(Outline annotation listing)
◆ ◆ ◆

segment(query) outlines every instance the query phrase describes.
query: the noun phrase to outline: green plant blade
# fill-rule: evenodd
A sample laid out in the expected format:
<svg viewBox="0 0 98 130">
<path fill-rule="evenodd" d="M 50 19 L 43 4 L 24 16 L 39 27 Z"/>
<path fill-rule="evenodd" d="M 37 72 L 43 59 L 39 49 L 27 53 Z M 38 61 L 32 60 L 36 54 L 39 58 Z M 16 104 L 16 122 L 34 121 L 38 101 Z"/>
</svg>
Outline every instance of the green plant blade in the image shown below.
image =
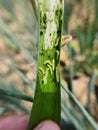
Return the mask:
<svg viewBox="0 0 98 130">
<path fill-rule="evenodd" d="M 60 125 L 60 48 L 62 0 L 40 0 L 40 45 L 34 104 L 27 130 L 43 120 Z"/>
</svg>

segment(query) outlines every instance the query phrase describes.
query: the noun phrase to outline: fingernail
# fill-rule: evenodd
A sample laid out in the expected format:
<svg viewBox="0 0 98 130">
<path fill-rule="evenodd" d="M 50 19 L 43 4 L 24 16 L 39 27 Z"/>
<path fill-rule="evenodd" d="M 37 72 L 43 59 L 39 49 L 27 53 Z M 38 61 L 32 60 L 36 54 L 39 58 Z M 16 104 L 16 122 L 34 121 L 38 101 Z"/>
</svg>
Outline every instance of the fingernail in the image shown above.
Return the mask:
<svg viewBox="0 0 98 130">
<path fill-rule="evenodd" d="M 43 121 L 34 130 L 60 130 L 59 126 L 50 120 Z"/>
</svg>

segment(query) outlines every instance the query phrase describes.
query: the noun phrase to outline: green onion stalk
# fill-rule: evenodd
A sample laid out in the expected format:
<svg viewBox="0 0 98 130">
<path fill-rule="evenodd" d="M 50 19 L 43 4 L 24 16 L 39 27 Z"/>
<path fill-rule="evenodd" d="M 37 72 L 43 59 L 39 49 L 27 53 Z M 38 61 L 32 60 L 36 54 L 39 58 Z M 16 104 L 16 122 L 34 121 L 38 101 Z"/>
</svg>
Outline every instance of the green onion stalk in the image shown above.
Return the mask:
<svg viewBox="0 0 98 130">
<path fill-rule="evenodd" d="M 44 120 L 60 126 L 61 82 L 60 49 L 63 19 L 63 0 L 39 0 L 38 71 L 34 103 L 27 130 Z"/>
</svg>

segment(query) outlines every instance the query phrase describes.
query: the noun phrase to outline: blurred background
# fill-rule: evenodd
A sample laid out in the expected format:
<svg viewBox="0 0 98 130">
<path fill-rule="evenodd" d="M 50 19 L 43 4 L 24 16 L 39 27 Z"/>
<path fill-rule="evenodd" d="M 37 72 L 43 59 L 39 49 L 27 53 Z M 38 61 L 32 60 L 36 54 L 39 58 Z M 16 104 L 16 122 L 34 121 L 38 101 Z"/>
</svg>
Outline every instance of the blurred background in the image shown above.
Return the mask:
<svg viewBox="0 0 98 130">
<path fill-rule="evenodd" d="M 68 34 L 73 39 L 62 47 L 60 58 L 62 130 L 94 130 L 93 122 L 98 123 L 98 0 L 64 0 L 63 35 Z M 37 47 L 38 21 L 30 1 L 0 0 L 0 116 L 30 114 Z M 93 118 L 92 124 L 76 99 Z"/>
</svg>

◆ ◆ ◆

Given request
List every line of the listing above that contains the string "blurred", treating uppercase and lowercase letters as distinct.

The answer
query: the noun phrase to outline: blurred background
Outline every instance of the blurred background in the image shown above.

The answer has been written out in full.